◆ **Texte fourni**:
M. Cherpion a émis, sur les commissions paritaires régionales, des opinions opposées à celles de son collègue de l'UMP M. Delatte. Par le fait, les deux positions existent : celle de l'UPA, selon laquelle ces instances fonctionnent bien ; celle de la CGPME, qui soutient le contraire. Mme Le Callennec, de son côté, a évoqué la Fédération française du bâtiment (FFB), qui, sur la question de la représentation, est en conflit avec l'UPA et relève à la fois du MEDEF et de la CGPME. J'ai rencontré son président et me suis efforcé de le convaincre. Le système fonctionne pour l'UPA et pour la Confédération de l'artisanat et des petites entreprises du bâtiment, la CAPEB : il n'y a pas de raison qu'il n'en aille pas de même pour la FFB. Ne jouons pas à nous faire peur…

La simplification a été saluée, par exemple sur le regroupement des dix-sept obligations d'information et de consultation du CE en trois grandes consultations ; elle permettra de mieux prendre en compte les enjeux stratégiques et les préoccupations des salariés.

◆ **Entrées fournies**:
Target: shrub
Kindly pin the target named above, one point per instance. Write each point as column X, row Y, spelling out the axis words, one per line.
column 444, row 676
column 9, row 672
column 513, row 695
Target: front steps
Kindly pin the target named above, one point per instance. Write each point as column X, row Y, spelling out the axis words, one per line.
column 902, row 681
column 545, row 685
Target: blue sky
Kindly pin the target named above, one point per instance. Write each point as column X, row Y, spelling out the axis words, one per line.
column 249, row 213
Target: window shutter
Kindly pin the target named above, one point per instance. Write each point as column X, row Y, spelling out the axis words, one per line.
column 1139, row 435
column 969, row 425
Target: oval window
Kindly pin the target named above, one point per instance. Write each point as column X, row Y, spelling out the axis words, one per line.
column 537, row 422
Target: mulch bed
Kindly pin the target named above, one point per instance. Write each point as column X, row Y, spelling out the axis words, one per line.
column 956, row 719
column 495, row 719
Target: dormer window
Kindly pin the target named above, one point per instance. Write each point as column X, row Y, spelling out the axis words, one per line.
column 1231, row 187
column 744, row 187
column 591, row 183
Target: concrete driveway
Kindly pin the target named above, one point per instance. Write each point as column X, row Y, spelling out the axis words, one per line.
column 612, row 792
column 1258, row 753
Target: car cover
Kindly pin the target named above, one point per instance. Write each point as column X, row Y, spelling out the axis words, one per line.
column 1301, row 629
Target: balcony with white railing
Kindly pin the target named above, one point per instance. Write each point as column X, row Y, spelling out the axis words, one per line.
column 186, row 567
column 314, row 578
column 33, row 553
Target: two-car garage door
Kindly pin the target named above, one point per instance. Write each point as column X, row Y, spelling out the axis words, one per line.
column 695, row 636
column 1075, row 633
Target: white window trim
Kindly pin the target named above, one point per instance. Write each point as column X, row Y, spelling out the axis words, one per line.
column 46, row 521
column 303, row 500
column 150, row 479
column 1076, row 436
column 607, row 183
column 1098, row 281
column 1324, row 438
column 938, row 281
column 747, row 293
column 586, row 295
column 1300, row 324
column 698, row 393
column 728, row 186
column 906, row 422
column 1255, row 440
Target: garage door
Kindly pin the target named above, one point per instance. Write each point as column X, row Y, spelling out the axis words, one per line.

◆ **Consigne 1**: Reproduisez telles quelles les lignes des entrées qui commencent à la ligne contenant « Target: front steps » et s'arrêtent après celle contenant « column 249, row 213 ».
◆ **Consigne 2**: Poursuivez le texte sur le dialogue social et la représentation patronale à partir de sa dernière phrase.
Les entrées n'ont aucun lien avec le texte.

◆ **Réponse attendue 1**:
Target: front steps
Kindly pin the target named above, one point per instance. Write each point as column X, row Y, spelling out the axis words, one per line.
column 902, row 681
column 545, row 685
Target: blue sky
Kindly pin the target named above, one point per instance. Write each point as column X, row Y, spelling out the axis words, one per line.
column 249, row 213

◆ **Réponse attendue 2**:
Sur les seuils, nous avons tout de même un peu avancé. Le Gouvernement a opté pour une harmonisation en relevant à 300 salariés les seuils actuellement fixés à 150 et à 200. Le seuil de 300 salariés, outre qu'il existe déjà, a l'avantage d'être celui à partir duquel la représentation syndicale est pour ainsi dire générale, puisque celle-ci atteint alors 95 % – et 93 % pour les instances représentatives du personnel. Lors de ma prise de fonction, j'ai proposé aux responsables de l'ensemble des organisations syndicales de suspendre, pendant deux ou trois ans, l'application du seuil de cinquante salariés, d'autant que la loi prévoit déjà un délai d'application d'un an : cela, leur avais-je fait observer, priverait le patronat de son argument selon lequel cet effet de seuil empêcherait la création de 500 000 à 1 million d'emplois. Mais les organisations syndicales ayant rejeté cette proposition, je ne l'ai pas retenue. Du coup, l'argument patronal demeure…

Le compte personnel d'activité, je le répète, n'implique en rien un contournement de l'article L. 1. Les partenaires sociaux seront consultés, mais il est normal que la représentation nationale fixe le cadre ; j'ai déjà fait part de mes observations sur certaines propositions.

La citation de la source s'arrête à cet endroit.